Natural-language object grounding data =
◇ ◇ ◇
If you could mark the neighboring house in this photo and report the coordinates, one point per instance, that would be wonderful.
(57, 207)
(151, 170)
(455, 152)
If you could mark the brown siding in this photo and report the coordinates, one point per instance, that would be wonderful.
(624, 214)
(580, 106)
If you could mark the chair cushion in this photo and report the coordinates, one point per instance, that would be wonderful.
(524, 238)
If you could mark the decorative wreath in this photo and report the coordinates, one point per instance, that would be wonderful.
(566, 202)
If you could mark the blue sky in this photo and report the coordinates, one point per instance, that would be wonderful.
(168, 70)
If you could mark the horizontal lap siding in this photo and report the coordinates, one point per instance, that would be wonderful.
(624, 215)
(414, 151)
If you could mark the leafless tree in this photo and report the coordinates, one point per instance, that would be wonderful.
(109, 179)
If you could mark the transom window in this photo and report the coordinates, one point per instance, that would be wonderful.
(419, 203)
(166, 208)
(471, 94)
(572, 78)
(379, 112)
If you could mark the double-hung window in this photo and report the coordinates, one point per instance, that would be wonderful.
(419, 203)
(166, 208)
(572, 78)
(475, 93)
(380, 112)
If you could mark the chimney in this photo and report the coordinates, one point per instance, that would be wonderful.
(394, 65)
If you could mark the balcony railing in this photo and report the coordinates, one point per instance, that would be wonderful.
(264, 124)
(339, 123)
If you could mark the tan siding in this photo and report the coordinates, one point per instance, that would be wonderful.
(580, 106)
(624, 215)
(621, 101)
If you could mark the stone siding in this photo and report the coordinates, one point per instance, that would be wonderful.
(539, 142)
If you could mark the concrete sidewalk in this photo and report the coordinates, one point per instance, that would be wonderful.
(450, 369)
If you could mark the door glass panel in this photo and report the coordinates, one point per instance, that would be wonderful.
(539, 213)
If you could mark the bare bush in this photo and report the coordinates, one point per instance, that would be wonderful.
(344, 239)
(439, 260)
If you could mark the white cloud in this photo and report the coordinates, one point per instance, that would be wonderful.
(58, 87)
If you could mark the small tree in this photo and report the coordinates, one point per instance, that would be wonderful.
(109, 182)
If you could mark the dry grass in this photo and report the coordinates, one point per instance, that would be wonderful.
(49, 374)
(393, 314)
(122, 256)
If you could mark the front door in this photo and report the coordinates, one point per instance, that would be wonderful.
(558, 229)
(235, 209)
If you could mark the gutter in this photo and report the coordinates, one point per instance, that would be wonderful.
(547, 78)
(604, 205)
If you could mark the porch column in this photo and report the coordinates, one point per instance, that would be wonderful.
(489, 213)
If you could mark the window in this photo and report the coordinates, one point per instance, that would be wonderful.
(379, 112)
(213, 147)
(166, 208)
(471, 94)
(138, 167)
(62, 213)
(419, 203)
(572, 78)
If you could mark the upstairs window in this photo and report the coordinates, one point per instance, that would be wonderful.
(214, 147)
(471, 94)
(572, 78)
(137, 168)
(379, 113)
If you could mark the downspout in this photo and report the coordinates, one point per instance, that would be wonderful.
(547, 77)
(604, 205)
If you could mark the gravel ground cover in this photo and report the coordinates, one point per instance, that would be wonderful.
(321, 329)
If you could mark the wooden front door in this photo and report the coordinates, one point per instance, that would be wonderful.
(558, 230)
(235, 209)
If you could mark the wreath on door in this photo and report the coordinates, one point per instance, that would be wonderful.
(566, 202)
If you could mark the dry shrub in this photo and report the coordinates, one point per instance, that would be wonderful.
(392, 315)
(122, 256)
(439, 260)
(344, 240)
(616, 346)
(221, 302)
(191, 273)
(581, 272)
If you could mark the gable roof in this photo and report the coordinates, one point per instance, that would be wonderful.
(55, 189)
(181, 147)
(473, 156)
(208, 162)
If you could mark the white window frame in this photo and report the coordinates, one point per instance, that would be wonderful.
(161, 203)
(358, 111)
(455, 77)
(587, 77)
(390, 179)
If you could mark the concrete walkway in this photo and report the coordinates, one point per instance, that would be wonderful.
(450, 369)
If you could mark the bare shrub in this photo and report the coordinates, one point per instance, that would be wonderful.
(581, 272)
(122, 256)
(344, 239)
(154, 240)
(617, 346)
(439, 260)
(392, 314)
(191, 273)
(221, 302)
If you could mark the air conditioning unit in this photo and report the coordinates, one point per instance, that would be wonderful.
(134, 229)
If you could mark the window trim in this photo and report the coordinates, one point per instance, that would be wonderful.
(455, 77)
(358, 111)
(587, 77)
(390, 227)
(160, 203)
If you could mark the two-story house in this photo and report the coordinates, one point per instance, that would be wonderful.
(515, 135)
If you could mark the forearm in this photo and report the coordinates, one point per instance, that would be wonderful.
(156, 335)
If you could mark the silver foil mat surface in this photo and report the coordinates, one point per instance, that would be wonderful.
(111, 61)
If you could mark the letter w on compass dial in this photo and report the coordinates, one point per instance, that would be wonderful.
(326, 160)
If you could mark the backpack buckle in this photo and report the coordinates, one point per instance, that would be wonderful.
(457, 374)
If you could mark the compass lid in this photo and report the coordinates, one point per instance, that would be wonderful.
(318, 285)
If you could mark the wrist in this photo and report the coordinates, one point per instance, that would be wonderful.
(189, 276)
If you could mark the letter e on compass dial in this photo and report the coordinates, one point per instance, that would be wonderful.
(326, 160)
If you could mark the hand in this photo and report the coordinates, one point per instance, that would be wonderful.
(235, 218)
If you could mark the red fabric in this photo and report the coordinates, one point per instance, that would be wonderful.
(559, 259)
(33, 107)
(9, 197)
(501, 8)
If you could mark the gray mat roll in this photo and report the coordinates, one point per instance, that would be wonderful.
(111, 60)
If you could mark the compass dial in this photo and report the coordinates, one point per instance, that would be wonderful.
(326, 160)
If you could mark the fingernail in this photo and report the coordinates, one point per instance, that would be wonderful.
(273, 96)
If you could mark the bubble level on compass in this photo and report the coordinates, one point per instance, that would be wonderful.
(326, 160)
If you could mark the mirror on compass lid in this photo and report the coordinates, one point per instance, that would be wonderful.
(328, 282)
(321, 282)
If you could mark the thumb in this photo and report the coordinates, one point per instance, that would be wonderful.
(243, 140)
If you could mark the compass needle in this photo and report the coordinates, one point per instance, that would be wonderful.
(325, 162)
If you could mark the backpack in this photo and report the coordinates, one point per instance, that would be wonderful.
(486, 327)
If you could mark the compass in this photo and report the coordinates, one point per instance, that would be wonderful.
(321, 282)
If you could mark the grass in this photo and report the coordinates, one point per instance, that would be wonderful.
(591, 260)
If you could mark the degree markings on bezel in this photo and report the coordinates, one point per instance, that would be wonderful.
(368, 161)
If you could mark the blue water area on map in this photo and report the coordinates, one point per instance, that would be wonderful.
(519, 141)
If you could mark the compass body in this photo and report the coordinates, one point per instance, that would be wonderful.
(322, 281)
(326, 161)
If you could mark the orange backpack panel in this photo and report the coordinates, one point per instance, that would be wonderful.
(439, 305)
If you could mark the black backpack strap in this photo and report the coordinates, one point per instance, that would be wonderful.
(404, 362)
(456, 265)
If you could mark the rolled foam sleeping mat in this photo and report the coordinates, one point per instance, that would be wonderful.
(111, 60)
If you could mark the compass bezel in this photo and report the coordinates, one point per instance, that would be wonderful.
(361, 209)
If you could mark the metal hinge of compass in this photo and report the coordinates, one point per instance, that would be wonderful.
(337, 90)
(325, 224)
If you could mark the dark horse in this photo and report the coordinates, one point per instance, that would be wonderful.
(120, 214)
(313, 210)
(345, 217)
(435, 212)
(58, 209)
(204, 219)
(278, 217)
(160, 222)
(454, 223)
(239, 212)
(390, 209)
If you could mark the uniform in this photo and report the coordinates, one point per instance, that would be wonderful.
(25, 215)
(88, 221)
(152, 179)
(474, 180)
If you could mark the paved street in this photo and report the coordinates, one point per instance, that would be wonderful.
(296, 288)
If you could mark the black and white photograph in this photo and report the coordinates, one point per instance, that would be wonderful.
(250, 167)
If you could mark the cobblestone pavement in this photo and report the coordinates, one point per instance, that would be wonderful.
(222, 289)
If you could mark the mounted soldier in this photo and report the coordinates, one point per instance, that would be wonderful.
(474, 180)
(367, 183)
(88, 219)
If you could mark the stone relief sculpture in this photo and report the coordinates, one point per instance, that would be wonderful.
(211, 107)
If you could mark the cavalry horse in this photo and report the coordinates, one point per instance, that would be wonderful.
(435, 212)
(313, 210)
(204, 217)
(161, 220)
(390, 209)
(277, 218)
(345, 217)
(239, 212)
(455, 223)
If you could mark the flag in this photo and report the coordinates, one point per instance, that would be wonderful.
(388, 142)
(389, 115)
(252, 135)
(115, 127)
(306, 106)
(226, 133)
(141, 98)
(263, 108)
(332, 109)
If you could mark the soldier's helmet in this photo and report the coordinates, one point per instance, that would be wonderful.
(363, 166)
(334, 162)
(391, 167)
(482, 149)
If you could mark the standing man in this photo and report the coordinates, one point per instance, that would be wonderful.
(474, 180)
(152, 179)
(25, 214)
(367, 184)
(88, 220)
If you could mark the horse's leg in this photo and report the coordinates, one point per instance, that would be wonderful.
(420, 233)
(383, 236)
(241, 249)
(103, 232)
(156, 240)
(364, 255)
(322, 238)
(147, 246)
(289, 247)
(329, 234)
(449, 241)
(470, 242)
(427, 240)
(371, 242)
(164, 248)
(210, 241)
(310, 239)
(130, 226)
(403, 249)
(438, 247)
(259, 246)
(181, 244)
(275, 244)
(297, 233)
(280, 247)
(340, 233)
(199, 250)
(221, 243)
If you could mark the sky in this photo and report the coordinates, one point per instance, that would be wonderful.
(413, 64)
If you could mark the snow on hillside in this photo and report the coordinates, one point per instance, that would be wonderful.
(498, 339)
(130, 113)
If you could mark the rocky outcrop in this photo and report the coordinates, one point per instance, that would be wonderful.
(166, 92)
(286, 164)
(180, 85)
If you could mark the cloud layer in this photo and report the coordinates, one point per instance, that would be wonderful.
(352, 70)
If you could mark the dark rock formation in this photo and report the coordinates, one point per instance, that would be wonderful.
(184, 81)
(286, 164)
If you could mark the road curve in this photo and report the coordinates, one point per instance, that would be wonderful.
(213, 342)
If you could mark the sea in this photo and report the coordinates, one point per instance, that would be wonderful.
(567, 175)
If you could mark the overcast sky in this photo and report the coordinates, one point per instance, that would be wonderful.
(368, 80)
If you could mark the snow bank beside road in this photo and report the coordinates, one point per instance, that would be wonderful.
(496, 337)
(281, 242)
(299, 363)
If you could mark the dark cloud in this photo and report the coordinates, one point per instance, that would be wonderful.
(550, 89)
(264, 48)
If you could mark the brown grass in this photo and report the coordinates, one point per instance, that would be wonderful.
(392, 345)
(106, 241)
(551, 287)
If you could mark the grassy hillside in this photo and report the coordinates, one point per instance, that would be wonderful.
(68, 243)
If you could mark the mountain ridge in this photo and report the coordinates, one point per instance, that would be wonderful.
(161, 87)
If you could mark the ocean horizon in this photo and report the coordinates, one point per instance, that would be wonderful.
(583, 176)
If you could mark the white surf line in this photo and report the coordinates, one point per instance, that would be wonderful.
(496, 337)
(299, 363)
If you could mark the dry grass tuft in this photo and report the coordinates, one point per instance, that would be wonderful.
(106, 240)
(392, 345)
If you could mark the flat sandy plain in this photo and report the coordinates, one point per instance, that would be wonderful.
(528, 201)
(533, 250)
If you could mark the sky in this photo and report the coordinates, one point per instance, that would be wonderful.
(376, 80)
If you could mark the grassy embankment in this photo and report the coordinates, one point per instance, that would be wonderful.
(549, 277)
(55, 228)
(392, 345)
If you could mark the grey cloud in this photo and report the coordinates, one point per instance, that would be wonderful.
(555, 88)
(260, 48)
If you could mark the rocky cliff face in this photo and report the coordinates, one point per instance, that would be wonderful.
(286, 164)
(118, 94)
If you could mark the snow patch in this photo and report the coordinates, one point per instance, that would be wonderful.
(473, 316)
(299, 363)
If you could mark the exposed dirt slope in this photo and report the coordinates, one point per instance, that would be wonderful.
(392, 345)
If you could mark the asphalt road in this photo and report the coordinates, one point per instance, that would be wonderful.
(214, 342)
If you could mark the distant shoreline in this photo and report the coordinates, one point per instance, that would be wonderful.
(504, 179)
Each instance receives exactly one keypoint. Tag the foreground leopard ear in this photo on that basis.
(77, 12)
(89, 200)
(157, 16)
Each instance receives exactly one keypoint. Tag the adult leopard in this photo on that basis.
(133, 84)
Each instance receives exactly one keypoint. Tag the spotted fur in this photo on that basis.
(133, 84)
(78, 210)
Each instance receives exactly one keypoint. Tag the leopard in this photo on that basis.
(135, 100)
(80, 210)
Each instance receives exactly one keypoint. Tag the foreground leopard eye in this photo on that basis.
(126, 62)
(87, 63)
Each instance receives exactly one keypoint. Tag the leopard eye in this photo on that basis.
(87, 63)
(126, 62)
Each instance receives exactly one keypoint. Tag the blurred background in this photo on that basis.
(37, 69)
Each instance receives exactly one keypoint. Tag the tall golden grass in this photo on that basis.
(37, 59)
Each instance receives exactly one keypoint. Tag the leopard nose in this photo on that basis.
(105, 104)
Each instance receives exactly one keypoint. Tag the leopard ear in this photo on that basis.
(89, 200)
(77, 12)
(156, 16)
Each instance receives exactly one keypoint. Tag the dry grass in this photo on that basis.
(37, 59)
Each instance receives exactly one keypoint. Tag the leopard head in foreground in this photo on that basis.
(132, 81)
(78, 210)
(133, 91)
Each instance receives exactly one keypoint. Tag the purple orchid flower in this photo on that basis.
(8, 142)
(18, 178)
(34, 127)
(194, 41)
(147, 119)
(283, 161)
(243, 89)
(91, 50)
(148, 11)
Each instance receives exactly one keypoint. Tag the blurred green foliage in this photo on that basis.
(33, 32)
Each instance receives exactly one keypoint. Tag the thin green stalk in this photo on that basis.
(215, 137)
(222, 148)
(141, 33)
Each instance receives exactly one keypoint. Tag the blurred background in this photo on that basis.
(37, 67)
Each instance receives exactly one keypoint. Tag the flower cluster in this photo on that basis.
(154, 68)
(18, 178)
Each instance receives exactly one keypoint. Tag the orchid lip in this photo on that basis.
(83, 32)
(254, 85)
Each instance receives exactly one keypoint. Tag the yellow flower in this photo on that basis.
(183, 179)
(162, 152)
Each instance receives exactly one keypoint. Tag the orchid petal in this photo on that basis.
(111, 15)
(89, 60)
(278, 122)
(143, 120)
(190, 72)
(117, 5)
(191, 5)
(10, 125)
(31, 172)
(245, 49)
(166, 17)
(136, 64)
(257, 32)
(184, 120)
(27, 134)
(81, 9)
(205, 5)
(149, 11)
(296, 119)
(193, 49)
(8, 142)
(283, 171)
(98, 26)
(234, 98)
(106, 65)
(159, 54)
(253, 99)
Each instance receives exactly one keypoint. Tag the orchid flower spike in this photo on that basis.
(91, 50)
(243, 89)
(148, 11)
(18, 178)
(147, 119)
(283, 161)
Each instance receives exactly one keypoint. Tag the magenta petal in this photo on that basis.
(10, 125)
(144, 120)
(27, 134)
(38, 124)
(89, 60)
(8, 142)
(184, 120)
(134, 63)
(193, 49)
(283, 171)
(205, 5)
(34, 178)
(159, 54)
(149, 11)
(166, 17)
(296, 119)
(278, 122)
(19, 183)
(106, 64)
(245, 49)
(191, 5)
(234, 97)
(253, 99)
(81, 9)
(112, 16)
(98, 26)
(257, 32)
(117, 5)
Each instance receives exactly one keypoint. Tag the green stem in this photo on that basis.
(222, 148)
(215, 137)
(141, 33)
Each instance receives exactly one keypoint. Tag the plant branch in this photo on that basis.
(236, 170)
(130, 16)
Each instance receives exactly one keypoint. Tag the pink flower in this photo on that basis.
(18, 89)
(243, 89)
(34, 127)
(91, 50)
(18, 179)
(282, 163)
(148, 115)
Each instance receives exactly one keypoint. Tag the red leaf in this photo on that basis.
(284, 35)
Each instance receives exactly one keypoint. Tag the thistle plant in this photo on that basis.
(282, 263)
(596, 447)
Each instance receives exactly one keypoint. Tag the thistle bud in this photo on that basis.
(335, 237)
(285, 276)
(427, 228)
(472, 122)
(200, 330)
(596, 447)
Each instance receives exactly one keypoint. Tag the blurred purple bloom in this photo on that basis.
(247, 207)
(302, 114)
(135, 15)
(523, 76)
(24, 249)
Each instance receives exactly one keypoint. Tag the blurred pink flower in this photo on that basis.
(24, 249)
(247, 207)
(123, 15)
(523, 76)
◇ ◇ ◇
PROBLEM = From the line holding "the blurred pink" through the last line above, reproduce each line exactly and add nothing.

RESULT OF THE EXERCISE =
Each instance receives exactly one keypoint. Tag the blurred pink flower in this photo on that basis.
(24, 249)
(247, 207)
(123, 15)
(523, 76)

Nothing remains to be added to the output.